_待辦任務_.
1. 把所附文字中的這句話翻成英文:「資料證明,大多數外交官也錯估了希特勒。」
2. 所附文字裡出現了哪些具體的年月?請全部列出。

_所附文字_.

##########

因此,希特勒在擴充軍備的早期關鍵階段竭力掩飾自己的真實意圖,以和解的態度安撫其他列強。他一再地做出保證,哪些問題是德國最關心的,比如德國在國際上爭取獲得平等地位,與其他國家共同維護世界和平。這些表露和平意願的陳詞濫調不過是精心的算計,他在1938年11月對新聞界代表的秘密談話中承認:前幾年的情勢迫使他只能談論和平。“只有不斷強調德國的和平願望與和平意圖,我才有可能為德意志民族逐步地爭取自由和建立一支實現下一步計劃所必需的軍隊。”像“奪權階段”對待保守派盟友一樣,希特勒在外交方面同樣極其成功地玩弄了安撫和欺騙的把戲。資料證明,大多數外交官也錯估了希特勒。他們也認為,通過國際條約的束縛,他們能夠“馴服”希特勒的“行動慾望”。人們不能把德國總理僅僅看作《我的奮鬥》的作者,否則“按照邏輯”人們必須“採取先發制人的打擊政策”,1933年11月,駐柏林的新英國大使埃裡克·菲普斯(Eric Phipps)爵士說。此外人們也不能直接無視希特勒,“因此約束這個具有可怕活力的人不是一個更可取的方法嗎?通過他自由和驕傲地簽署過的條約來約束他。”
那時僅有少數外國觀察家意識到,希特勒並不滿足於修訂《凡爾賽和約》。美國駐柏林的總領事喬治·S.邁瑟史密斯(George S. Messersmith)是少數人之一,早在1933年5月他已經明確警告:雖然希特勒新政府倡導未來數年的和平,以便鞏固自己的地位,但人們不應忽視,達到這個目的之後,“新德國”將想方設法“將自己的意志強加給世界的其他地區”(Will strive in every way to impose its will on the rest of the world)。

##########

_清單_.
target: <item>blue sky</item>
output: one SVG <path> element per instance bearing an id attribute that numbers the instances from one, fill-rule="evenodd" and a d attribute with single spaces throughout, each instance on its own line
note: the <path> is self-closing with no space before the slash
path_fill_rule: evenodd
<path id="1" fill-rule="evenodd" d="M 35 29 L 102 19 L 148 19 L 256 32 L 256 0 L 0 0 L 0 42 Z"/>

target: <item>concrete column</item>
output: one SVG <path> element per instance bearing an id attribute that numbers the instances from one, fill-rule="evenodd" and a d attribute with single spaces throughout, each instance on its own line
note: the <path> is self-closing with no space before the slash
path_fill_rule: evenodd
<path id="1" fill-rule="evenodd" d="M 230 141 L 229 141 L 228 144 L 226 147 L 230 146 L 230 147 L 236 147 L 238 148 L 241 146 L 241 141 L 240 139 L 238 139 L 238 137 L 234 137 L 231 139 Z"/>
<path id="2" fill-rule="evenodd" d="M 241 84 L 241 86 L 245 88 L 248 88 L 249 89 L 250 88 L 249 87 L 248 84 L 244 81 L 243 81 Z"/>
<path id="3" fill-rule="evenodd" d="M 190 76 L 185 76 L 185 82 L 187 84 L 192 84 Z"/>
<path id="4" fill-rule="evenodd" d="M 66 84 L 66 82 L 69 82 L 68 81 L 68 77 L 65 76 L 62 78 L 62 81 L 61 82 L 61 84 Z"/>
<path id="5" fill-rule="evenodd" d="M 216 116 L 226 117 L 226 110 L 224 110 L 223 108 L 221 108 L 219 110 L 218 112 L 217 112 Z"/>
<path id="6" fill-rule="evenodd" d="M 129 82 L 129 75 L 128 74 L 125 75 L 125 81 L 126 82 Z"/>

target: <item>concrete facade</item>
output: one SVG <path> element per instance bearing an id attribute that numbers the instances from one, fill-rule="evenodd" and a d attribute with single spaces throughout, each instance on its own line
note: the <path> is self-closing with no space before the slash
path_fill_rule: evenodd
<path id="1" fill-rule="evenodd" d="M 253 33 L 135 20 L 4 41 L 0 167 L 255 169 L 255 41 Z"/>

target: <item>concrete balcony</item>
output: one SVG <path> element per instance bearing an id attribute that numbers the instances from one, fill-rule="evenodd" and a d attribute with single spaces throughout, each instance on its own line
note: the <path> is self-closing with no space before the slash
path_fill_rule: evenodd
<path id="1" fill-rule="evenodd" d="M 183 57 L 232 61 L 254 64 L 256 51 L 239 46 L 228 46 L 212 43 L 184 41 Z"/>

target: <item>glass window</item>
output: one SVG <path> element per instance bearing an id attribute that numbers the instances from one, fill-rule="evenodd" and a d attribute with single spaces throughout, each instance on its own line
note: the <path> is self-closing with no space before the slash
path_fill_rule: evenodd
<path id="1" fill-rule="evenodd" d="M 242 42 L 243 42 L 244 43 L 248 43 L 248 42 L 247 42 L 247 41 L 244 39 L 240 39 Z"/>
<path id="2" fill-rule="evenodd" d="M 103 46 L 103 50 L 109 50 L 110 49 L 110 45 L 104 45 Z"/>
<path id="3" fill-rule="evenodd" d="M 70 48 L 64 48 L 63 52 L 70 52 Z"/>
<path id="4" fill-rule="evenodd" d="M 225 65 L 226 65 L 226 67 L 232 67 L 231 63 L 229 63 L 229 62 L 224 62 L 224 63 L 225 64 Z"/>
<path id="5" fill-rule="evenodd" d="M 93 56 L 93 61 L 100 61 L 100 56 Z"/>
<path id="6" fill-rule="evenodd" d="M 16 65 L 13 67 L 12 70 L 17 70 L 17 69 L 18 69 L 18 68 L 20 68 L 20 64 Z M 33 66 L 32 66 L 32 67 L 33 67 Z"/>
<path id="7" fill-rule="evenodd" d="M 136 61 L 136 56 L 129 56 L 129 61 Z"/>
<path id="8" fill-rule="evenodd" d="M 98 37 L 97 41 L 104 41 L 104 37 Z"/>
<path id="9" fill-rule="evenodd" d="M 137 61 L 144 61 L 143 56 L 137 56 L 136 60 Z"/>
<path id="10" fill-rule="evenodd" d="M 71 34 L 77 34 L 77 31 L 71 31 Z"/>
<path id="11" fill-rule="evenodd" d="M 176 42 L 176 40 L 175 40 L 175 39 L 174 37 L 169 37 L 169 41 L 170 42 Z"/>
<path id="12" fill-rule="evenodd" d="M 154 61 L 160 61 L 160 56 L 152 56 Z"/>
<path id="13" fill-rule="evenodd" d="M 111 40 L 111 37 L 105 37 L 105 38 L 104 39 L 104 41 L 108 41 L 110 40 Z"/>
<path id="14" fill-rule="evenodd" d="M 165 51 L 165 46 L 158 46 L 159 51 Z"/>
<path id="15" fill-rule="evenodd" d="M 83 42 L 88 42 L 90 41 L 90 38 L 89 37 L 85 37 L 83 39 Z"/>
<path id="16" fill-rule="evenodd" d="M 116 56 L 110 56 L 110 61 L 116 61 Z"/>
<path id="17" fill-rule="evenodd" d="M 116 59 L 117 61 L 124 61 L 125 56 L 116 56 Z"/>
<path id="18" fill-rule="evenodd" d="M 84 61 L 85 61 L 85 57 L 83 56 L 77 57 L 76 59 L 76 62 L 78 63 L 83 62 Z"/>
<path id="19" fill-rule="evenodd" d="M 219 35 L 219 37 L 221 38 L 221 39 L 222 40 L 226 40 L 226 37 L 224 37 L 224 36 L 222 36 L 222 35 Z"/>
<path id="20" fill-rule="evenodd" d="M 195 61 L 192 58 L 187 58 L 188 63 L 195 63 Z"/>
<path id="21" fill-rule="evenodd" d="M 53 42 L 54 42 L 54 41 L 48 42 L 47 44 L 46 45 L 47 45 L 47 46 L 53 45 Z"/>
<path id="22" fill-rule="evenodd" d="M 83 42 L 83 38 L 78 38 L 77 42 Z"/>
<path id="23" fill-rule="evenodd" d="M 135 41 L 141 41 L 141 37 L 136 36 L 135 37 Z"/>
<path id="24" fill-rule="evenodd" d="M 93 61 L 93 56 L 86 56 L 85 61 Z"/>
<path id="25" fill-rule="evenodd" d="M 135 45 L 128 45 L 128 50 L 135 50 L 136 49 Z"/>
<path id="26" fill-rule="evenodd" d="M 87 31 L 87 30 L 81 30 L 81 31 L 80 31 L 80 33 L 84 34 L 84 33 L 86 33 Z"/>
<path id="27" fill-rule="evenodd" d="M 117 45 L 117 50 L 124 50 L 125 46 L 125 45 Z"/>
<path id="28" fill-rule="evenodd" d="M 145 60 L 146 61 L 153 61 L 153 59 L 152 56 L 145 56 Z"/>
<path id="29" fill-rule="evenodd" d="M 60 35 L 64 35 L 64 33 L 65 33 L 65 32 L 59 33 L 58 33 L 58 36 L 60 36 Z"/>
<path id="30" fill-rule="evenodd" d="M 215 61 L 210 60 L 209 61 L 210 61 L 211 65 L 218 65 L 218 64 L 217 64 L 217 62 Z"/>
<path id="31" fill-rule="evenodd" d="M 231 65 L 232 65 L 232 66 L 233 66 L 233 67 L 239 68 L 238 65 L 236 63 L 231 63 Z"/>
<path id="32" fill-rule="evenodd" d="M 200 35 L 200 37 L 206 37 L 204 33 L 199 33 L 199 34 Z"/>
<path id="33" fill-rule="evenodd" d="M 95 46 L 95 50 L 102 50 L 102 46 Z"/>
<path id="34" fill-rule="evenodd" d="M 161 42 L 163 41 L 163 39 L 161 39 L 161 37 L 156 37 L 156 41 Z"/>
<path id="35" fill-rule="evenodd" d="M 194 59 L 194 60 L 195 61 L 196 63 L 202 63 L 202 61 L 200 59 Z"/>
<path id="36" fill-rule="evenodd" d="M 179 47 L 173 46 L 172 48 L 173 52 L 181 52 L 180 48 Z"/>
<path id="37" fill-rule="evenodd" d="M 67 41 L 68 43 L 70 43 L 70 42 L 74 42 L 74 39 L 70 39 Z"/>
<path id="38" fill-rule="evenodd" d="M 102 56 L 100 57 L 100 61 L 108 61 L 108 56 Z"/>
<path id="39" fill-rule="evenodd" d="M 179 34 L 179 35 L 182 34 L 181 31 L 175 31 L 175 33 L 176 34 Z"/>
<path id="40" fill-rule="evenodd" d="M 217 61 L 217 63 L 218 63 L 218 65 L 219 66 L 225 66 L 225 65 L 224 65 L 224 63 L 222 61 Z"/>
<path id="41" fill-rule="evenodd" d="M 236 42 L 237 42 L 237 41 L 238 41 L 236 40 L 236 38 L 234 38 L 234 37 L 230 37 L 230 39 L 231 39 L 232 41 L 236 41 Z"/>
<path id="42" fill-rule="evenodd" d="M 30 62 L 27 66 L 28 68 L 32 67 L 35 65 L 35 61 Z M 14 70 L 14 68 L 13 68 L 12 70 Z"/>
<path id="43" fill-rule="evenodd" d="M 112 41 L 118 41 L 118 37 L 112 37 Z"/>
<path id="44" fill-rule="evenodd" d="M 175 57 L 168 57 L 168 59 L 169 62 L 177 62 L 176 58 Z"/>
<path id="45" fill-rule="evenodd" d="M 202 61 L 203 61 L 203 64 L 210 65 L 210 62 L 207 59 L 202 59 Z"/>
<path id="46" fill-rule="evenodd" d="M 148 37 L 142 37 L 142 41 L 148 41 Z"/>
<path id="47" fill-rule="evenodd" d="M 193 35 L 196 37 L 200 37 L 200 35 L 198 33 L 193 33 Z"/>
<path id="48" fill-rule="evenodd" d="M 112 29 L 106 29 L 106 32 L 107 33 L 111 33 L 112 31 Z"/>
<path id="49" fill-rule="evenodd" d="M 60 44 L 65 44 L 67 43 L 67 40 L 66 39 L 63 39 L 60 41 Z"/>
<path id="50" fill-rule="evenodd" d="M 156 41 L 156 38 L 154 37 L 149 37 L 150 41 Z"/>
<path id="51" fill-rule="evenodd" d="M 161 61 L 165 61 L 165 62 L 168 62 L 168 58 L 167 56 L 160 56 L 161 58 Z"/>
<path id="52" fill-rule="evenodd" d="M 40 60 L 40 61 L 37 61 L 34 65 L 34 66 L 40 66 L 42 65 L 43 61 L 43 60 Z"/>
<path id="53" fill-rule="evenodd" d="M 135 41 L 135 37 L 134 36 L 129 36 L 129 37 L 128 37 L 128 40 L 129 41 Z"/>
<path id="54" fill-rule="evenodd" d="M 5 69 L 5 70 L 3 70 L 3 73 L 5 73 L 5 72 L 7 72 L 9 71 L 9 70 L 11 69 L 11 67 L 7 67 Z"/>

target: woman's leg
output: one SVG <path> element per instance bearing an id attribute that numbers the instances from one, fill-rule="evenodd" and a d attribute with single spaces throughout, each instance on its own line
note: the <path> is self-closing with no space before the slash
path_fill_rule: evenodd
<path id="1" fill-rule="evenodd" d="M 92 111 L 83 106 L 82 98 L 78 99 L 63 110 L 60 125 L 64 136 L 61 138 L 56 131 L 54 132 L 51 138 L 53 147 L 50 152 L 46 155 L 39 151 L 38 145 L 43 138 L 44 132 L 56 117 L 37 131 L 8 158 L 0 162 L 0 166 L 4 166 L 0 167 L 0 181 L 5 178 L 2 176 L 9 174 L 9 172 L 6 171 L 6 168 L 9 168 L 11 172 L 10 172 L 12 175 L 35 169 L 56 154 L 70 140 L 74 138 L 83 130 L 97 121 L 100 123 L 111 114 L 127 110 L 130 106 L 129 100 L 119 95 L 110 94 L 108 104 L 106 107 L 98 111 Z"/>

##########

_各題答案_.
1. Sources show that most diplomats also misjudged Hitler.

2.
1938年11月
1933年11月
1933年5月